Reading text below:
Planarian anatomy gene expression (PAGE)
We used PLANA to create the Planarian Anatomy Gene Expression (PAGE) database, a web-based resource that allows users to mine published gene expression data using ontological inference and PLANA classes (https://planosphere.stowers.org/search/page/about; Fig. 7A). Our PAGE web forms enable users to do complex searches by term, transcript or publication that would traditionally involve extensive literature research and elaborate manual documentation. Tasks such as identifying all transcripts expressed, across transcriptomes and research laboratories, in any structure that is part of the ‘central nervous system’, or all structures a single transcript or a group of transcripts have been published as being expressed in, now takes seconds.
To generate the PAGE database, we curated qualitative expression data from 155 publications cited in the literature review (Table S1) to collect the following information: gene name(s), transcript identification number(s), GenBank accession number(s), PubMed identification number for the citation, evidence classes from the Evidence and Conclusion Ontology (ECO) (Chibucos et al., 2017; Giglio et al., 2019) (e.g. ‘colorimetric in situ hybridization evidence’, ‘fluorescence in situ hybridization evidence’, ‘RNA-sequencing evidence’, ‘single-cell RNA-sequencing evidence’ and ‘cDNA to DNA expression microarray’), PLANA class(es) describing anatomical site(s) of expression, and curator ORCID. In total, 74,853 instances of expression from wild-type, intact animals and sorted cell populations were manually curated in the PAGE database. Expression data in regenerating body fragments and in RNAi knockdown animals were not collected.
End of Reading text.
Extracted data below:
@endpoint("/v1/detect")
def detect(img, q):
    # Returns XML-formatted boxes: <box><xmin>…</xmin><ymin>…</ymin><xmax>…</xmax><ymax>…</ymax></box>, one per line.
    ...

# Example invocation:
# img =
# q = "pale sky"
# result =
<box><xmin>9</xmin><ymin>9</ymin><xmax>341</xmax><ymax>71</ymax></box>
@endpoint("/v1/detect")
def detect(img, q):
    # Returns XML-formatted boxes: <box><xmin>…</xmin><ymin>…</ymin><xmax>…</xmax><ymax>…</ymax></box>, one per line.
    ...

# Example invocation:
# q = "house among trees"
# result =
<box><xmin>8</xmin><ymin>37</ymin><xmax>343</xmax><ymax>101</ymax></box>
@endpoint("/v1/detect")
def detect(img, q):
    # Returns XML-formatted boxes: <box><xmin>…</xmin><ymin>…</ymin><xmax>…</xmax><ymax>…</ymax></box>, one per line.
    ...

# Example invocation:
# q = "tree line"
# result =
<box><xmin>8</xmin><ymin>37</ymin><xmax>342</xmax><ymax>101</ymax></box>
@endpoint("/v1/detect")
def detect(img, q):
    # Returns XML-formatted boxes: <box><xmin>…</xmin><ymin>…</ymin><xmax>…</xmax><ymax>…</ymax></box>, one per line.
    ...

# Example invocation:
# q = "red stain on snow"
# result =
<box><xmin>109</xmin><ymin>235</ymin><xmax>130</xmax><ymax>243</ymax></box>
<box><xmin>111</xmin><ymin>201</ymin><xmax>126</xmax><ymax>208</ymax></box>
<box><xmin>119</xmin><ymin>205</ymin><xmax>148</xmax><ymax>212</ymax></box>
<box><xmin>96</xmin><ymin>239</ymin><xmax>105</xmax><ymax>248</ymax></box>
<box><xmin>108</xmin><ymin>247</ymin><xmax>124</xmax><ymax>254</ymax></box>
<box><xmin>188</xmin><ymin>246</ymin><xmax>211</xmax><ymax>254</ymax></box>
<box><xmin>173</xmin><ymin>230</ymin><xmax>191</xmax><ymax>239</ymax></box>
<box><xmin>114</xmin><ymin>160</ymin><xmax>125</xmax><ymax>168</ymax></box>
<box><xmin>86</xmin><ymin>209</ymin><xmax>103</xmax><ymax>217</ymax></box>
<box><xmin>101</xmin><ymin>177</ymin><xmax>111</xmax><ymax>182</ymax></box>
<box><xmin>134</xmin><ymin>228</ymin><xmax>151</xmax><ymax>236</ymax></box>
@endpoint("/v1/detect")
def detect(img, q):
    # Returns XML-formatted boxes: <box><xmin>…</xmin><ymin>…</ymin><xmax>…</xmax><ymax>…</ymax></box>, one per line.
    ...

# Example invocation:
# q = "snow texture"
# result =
End of Extracted data.
Exercise requirements: Please decide whether each statement agrees with the PAGE database text above, answering yes or no and quoting the words from the text that settle it. (a) The PAGE database includes expression data from RNAi knockdown animals. (b) The expression data were curated from 155 publications. (c) The PAGE database holds 74,853 manually curated instances of expression.

Output below:
(a) No: "Expression data in regenerating body fragments and in RNAi knockdown animals were not collected."
(b) Yes: "we curated qualitative expression data from 155 publications cited in the literature review"
(c) Yes: "In total, 74,853 instances of expression from wild-type, intact animals and sorted cell populations were manually curated in the PAGE database."